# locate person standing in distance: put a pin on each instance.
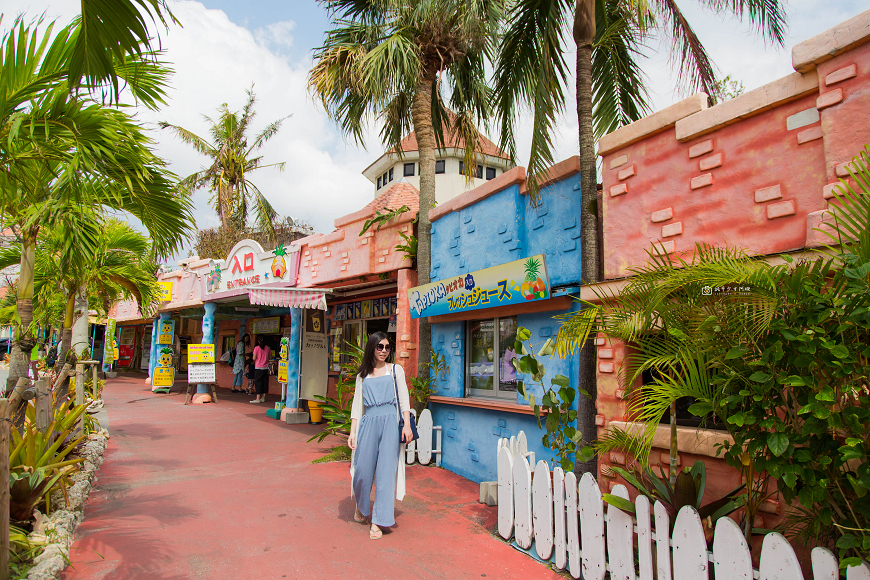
(381, 395)
(261, 370)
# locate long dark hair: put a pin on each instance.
(367, 364)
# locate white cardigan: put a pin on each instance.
(357, 411)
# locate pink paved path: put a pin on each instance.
(221, 491)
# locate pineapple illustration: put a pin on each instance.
(279, 266)
(533, 287)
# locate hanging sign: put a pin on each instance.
(266, 325)
(513, 283)
(166, 332)
(200, 353)
(164, 374)
(201, 373)
(108, 350)
(165, 291)
(282, 362)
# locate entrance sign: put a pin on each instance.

* _Given task_: Rewrite all of the items above, substituting "mark" for "put a pin on" and changing nothing else. Leave the pictures out of your answer.

* _Output of the task_:
# locate person standing in distance: mark each instance.
(381, 395)
(261, 370)
# locate long dark hair: mark each instance.
(367, 364)
# locate white cardigan: mark each instance.
(357, 411)
# locate pink paved path: mark each instance.
(221, 491)
# locate pineapple illustration: mark each instance.
(279, 266)
(533, 287)
# locate hanging sign: mark each instance.
(266, 325)
(513, 283)
(166, 332)
(200, 353)
(164, 374)
(201, 373)
(108, 350)
(165, 291)
(282, 362)
# locate entrance sign: mark each instance.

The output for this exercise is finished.